● Task details: According to the Hall of Fame voting passage, how long did the selection meeting in Dallas last?

● Text passage:
When we last left Charles Woodson inseam measuring enthuiast Peter King, he was enduring yet another horrible, awful, free and luxurious trip to the Super Bowl. He was also explaining just how hard and grueling it is to keep the likes of Cris Carter out of the Hall of Fame. You think being a Hall voter is easy? YOU TRY LETTING IN GREAT PLAYERS WHEN YOU KNOW DREW BLEDSOE IS WAITING IN THE WINGS! Yes, THAT Drew Bledsoe. Not so cocky now, are you?
So what about this week? Will Peter see his breath again? When Peter sees his breath, that means six more days of Texas winter! Is the temperature higher in Juneau right now? I bet it is. I bet trying to drive around here right now is like trying to drive on the moon! What with the moon’s wind and snow and gravity and what not. READ ON.
I don’t recall such a negative reaction to the Pro Football Hall of Fame class as this year’s in the 18 years I’ve been on the Selection Committee. The best way to address the criticism is to go through the issues, one by one, that have come up in the nine days since we sat in a Dallas meeting room for seven hours and 28 minutes…
And I want to emphasize just how LONG we were stuck in that room, with only very expensive Croissant sandwiches and a fridge full of Snapple and Diet Rite for provisions. You try sitting in that room for that long! I voted for that Hamburger guy just to be FREE! FREE GOD DAMMIT! I DID NOT HAVE A PROPER CHAIR!
The Hall appoints each selector — 32 representing each NFL franchise, and 12 at-large voters picked for their overall knowledge of the game.
And YOU were one of the 12? Who is selecting these selectors? WHO’S WATCHING THE WATCHMEN?!
We’re asked to keep the subject and intensity of the discussions out of the press when we leave the room. I’m often asked why… the Hall feels, and I agree, that if our discussions are quoted or characterized outside the room other than in saying that so-and-so gave a great presentation for a particular candidate, the honesty of the discussion in the room could be compromised.
Okay. Seems like a fair point.
Now, the Hall requests, but does not mandate, that we not say who we voted for during the meeting. I believe the 44 votes should be a matter of public record. I feel we should say who we supported, because the fan interest is so high and because transparency in the vote should be expected of us.
BUT THEN WHY MAKE ANY OF IT SECRET?! If you’re afraid making the deliberations public will sway the opinions of the judges, then why would you be in favor of releasing the final vote? If you’re gonna make that public, make it ALL public. And give me a transcript of the proceedings, so I can cherry pick something stupid that Len Pasquarelli said and make fun of it.
Many of my peers disagree with me on this.
That’s because they’re gutless pussies. “We can’t let people know how we voted, Pete! They might hold us accountable!”
I had one TV-loving NFL owner a couple of years ago tell me how cool it would be to have the Hall deliberations on live TV, on NFL Network. This, in my opinion, would be a disaster.
Yes, but then we could liveblog it and REALLY say awful things about the voters.
I think Whitlock’s column must have stirred the masses, because I checked my e-mail and Twitter feed when I rejoined civilization Saturday and saw that I was being accused of being corrupt and deceitful about the Hall process.
“Can you send me a link to that? I need to know what I wrote!”
-Whitlock
Be careful, people. Corruption is defined as a willingness to act dishonestly in return for money or personal gain.

● Data lines:
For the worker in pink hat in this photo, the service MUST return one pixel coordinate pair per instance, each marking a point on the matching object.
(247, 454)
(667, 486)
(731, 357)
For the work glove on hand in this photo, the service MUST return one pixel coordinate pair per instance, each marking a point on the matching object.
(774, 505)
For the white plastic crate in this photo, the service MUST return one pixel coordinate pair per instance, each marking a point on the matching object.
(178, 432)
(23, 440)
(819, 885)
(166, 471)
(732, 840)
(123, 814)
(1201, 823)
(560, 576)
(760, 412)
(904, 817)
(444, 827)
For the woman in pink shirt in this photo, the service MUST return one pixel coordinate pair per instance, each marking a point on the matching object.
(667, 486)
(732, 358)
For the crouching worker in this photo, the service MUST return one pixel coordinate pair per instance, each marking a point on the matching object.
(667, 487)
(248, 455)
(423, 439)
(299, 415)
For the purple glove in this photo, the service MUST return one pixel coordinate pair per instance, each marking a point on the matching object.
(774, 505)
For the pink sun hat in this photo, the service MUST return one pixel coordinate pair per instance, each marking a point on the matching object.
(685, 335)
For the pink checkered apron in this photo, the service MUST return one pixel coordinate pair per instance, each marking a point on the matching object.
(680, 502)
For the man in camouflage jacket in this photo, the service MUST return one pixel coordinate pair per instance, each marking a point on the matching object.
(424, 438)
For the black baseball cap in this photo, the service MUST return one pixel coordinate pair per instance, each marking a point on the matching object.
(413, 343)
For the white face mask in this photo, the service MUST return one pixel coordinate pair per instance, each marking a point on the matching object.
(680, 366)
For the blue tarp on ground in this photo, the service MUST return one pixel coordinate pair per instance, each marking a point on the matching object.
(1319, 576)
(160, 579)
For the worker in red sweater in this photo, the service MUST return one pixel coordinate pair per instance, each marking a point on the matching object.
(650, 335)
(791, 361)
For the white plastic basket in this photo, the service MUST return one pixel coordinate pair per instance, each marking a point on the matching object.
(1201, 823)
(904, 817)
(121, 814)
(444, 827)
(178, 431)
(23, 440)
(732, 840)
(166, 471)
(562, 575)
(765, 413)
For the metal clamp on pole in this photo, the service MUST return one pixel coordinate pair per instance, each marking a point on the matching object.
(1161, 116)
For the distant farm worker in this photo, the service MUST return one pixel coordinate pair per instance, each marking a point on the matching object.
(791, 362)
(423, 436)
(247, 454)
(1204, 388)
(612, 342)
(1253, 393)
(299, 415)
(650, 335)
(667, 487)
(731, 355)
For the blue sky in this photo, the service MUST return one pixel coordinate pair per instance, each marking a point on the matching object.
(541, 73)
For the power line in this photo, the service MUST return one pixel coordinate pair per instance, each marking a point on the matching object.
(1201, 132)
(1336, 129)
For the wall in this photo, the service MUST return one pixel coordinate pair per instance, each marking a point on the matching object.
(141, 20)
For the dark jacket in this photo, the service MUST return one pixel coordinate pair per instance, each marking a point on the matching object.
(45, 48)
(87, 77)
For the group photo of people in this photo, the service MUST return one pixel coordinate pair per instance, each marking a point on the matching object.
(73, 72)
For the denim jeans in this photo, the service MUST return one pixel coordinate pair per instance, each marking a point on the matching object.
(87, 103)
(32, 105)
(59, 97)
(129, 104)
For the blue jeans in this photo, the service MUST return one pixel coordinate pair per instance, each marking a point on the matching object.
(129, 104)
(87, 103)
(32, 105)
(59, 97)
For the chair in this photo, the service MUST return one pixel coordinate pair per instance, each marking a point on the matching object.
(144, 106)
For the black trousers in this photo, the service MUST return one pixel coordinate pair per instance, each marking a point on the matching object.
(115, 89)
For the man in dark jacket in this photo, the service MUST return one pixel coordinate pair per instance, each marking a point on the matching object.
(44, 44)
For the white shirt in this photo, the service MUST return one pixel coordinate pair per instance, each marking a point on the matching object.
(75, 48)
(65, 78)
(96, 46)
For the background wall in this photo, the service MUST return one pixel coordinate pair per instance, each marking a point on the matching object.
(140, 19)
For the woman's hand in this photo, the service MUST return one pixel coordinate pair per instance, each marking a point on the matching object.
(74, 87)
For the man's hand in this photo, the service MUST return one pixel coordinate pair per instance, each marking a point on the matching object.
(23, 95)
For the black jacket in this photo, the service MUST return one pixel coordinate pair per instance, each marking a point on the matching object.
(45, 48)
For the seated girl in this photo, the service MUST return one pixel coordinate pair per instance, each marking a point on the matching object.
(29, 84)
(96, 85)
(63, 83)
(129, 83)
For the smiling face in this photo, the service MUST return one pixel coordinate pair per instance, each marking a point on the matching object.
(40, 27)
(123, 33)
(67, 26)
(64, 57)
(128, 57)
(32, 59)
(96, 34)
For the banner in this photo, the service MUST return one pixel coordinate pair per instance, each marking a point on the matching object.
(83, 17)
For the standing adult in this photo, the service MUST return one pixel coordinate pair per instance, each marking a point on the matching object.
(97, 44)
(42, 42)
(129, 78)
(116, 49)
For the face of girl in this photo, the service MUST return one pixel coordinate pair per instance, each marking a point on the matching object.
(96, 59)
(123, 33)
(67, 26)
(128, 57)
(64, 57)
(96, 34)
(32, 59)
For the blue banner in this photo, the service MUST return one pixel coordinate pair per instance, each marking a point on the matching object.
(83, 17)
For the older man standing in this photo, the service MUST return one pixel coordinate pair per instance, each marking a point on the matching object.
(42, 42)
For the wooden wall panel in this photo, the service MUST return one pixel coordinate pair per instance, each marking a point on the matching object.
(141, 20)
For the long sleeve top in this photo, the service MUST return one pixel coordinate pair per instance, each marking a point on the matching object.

● Result: Seven hours and 28 minutes.